* BEGIN *

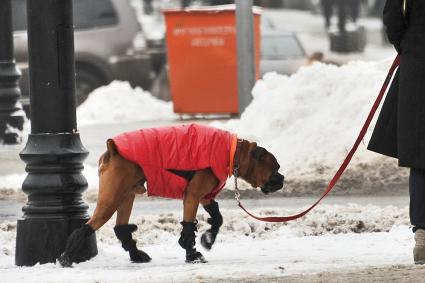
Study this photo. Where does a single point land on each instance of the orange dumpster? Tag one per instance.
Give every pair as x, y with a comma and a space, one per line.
202, 58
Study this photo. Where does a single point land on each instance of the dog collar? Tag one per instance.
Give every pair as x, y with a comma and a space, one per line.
234, 154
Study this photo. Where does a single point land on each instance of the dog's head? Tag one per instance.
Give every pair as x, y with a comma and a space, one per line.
260, 168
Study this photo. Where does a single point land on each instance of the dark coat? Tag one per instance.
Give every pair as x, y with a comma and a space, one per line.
400, 129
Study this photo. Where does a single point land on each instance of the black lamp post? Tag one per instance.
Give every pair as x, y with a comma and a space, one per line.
53, 153
11, 113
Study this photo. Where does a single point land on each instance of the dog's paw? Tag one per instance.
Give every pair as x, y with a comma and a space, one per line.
65, 260
140, 257
195, 257
208, 239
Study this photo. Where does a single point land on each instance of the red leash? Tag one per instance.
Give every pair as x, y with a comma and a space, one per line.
344, 165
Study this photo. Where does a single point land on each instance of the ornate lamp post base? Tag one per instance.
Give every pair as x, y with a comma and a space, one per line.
12, 116
55, 208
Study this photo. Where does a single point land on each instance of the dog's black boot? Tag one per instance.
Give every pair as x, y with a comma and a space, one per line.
194, 257
187, 242
75, 245
123, 233
216, 220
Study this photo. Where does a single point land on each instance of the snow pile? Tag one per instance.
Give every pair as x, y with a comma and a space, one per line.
119, 102
311, 119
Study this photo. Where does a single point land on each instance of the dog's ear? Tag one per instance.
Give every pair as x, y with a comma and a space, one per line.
251, 148
257, 152
112, 148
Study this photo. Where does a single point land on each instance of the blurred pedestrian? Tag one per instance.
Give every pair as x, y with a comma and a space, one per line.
354, 9
147, 7
342, 15
400, 129
327, 9
185, 3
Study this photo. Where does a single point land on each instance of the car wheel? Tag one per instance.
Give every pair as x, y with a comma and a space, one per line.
86, 82
161, 85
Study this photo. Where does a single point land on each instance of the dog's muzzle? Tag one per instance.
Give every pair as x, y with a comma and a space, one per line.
274, 183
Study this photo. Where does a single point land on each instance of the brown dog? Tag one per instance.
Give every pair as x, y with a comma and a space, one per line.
195, 159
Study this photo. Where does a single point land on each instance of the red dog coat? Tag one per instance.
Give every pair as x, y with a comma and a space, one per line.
185, 148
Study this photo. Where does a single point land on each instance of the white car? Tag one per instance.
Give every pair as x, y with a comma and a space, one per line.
281, 52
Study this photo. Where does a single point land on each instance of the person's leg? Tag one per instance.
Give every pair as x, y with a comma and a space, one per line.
417, 212
327, 12
417, 198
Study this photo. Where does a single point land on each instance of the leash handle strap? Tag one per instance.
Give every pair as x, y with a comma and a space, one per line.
347, 160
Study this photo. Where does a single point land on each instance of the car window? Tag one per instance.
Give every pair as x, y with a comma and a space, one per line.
87, 14
94, 13
280, 47
19, 15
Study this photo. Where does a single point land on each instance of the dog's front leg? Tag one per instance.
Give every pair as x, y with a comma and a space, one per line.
202, 183
187, 236
216, 220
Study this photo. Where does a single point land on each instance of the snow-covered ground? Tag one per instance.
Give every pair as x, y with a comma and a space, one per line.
332, 237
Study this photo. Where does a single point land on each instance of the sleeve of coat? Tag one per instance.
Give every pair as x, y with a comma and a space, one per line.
394, 22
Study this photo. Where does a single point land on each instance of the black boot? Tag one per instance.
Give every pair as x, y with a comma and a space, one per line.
187, 242
75, 247
123, 233
216, 220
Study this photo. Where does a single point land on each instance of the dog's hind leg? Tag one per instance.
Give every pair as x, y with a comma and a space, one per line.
117, 177
123, 231
216, 220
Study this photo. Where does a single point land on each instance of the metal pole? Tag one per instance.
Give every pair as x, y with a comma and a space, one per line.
54, 154
12, 116
246, 52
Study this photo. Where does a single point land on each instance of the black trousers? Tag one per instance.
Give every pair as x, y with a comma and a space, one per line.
417, 198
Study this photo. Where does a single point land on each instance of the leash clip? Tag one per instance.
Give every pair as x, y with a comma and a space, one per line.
235, 175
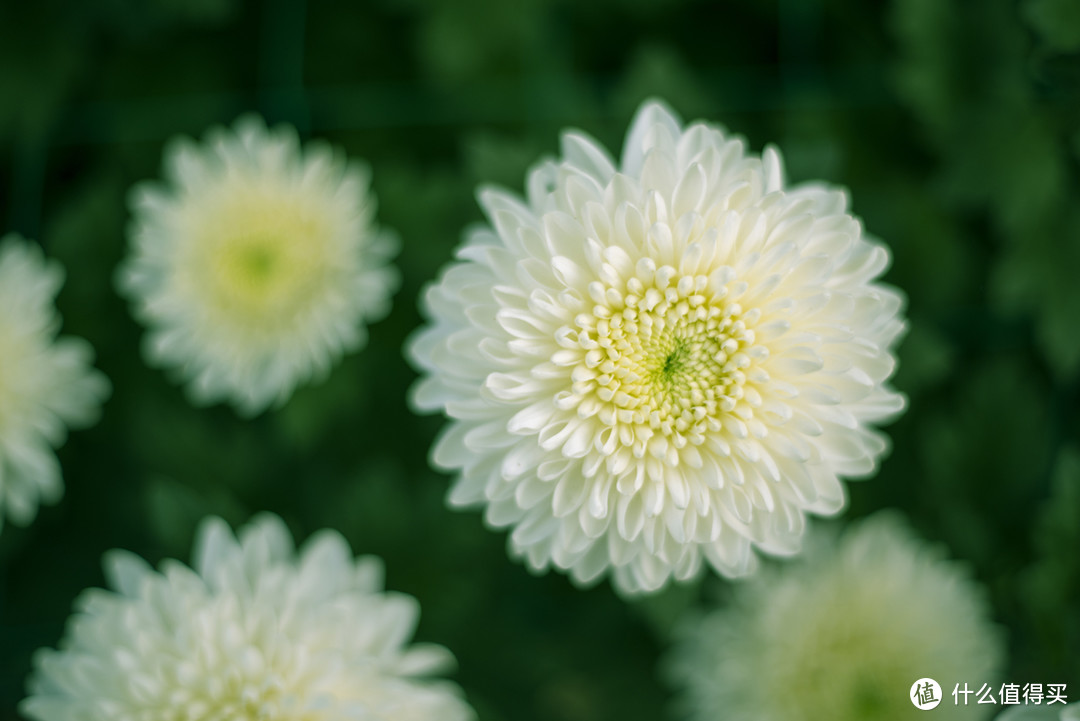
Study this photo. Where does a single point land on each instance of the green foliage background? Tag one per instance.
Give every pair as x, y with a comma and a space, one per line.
955, 123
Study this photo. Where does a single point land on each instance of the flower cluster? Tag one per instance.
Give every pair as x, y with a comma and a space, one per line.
660, 363
46, 383
253, 630
255, 266
840, 635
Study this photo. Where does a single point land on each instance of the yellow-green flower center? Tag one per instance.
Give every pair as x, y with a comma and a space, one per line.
663, 355
267, 256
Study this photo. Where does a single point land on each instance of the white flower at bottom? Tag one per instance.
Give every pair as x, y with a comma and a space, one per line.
841, 635
46, 383
254, 631
657, 365
257, 264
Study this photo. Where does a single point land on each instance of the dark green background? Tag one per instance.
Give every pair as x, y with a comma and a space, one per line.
955, 124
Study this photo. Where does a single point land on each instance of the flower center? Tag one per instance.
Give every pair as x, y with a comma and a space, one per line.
267, 258
663, 355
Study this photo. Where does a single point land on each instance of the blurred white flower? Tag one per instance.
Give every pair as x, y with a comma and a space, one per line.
670, 361
256, 266
255, 630
841, 635
46, 383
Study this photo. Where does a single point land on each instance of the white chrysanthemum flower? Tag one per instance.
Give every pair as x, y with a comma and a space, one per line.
255, 630
46, 383
841, 634
670, 361
256, 266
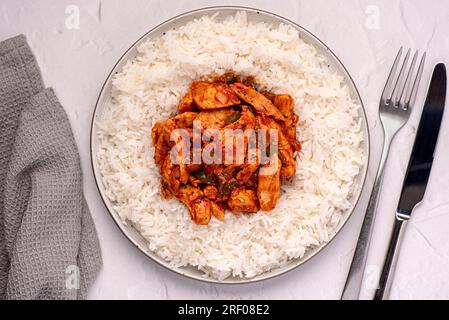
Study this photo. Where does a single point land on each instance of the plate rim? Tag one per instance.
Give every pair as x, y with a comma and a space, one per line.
294, 263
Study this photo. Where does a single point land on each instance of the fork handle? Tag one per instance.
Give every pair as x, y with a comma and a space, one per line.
354, 280
386, 277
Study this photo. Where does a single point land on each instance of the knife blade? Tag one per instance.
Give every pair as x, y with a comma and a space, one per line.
421, 159
418, 171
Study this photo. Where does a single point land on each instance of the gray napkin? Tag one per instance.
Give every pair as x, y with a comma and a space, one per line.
48, 244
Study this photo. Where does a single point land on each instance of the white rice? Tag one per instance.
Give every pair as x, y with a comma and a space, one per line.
149, 88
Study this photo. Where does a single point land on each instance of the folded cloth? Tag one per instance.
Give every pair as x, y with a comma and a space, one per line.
48, 244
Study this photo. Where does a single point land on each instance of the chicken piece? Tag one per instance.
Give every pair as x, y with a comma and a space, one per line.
201, 208
211, 192
171, 175
250, 167
243, 200
247, 120
215, 119
284, 102
183, 120
217, 210
161, 150
284, 148
187, 195
209, 96
269, 183
165, 191
257, 100
186, 104
194, 181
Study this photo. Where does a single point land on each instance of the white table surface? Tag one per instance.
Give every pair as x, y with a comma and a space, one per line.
365, 34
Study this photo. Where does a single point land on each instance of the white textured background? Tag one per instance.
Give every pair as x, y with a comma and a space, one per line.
76, 62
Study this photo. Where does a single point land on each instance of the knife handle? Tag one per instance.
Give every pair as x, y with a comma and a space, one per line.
386, 276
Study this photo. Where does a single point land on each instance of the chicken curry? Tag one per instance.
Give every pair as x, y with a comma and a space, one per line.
245, 184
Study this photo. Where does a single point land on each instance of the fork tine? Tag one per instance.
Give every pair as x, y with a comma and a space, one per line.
386, 91
412, 95
399, 81
406, 89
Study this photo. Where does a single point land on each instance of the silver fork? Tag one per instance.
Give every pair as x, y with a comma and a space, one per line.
395, 104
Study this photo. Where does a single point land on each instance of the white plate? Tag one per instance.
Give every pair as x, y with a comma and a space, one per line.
104, 100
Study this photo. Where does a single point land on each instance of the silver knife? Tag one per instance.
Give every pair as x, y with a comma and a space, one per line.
418, 172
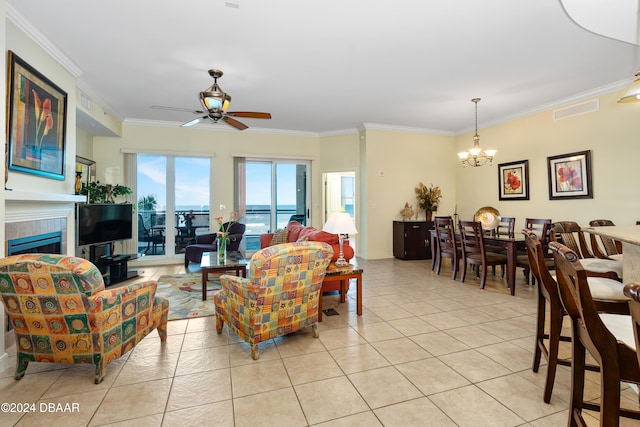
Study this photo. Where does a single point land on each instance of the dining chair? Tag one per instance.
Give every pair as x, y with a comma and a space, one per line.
608, 338
571, 235
446, 245
473, 250
541, 227
607, 294
612, 248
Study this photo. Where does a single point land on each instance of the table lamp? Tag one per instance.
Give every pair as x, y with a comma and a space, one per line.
340, 223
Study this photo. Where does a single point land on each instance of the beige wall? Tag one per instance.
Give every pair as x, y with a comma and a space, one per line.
612, 134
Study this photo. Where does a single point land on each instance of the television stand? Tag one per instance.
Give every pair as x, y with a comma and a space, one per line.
115, 268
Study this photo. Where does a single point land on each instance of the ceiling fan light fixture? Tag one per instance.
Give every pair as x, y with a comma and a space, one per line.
476, 156
213, 99
633, 92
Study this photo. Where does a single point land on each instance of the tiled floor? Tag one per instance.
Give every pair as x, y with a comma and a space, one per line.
427, 351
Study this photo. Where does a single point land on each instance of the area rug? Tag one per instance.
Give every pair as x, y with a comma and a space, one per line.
184, 292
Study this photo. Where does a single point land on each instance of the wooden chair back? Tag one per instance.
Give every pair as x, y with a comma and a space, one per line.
617, 361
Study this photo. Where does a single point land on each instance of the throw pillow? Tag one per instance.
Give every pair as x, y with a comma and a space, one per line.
279, 237
294, 228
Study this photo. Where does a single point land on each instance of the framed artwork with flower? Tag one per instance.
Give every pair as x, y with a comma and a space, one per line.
513, 180
570, 176
37, 116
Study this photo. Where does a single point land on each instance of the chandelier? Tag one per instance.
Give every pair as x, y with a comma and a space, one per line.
476, 156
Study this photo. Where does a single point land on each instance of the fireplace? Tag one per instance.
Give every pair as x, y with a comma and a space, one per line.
48, 243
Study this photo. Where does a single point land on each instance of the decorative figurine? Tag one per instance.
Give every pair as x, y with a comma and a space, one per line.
407, 212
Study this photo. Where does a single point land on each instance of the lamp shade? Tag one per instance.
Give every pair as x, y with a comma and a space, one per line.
340, 223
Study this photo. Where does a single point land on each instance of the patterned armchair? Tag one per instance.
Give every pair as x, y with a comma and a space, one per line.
61, 312
280, 295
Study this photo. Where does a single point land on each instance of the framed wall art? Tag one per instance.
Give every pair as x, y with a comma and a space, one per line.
37, 117
513, 180
570, 176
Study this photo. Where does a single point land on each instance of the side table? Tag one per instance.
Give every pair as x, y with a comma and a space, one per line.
210, 263
342, 275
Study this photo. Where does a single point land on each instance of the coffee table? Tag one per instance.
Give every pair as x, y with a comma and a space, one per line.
342, 275
210, 263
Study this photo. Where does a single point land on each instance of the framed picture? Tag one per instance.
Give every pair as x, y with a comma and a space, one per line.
513, 180
570, 176
36, 123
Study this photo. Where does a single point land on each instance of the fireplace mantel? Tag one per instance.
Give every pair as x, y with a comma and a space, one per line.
28, 196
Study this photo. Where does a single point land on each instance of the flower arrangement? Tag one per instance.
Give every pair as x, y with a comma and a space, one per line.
428, 197
224, 231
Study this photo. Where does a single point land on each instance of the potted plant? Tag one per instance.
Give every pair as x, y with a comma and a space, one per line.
428, 198
103, 193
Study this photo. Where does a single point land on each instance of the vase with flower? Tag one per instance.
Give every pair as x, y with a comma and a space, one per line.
428, 199
222, 238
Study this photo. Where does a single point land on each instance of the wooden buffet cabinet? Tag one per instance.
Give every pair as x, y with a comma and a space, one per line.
412, 239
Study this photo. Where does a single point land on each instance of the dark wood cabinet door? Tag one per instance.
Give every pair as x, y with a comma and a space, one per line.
411, 239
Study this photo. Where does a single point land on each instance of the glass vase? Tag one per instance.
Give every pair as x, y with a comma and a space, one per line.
222, 240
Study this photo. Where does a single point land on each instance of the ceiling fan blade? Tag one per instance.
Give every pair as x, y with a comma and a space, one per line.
189, 110
193, 122
250, 114
236, 124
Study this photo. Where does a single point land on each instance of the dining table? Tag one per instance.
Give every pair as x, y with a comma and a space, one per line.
511, 244
629, 236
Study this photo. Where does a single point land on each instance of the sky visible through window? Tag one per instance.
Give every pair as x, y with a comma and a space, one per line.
192, 182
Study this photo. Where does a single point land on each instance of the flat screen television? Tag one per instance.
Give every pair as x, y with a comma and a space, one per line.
98, 223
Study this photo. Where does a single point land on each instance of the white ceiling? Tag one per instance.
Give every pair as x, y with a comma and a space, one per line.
331, 65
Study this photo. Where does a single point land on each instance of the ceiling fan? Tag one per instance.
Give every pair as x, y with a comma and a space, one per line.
215, 103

* END *

Repeat the line containing "television? Tag one per instance." and all subsequent lines through the final line of the data, exactly and with no others.

# SOLUTION
Study this photo. Where does a single point land on each instance of the flat screen television? Tag one per instance.
Give every pair as x, y with a comma and a space, one per line.
98, 223
Study this photo. Where does a single point land on each instance of the white ceiling? Tag one per instance.
Give every pair as x, y with a comma and a space, one per line.
331, 65
Study this photo. Where does a single point land on each instance of the ceiling fan? Tag one per instance.
Give every pair as x, y with a comma and a space, one per line.
215, 103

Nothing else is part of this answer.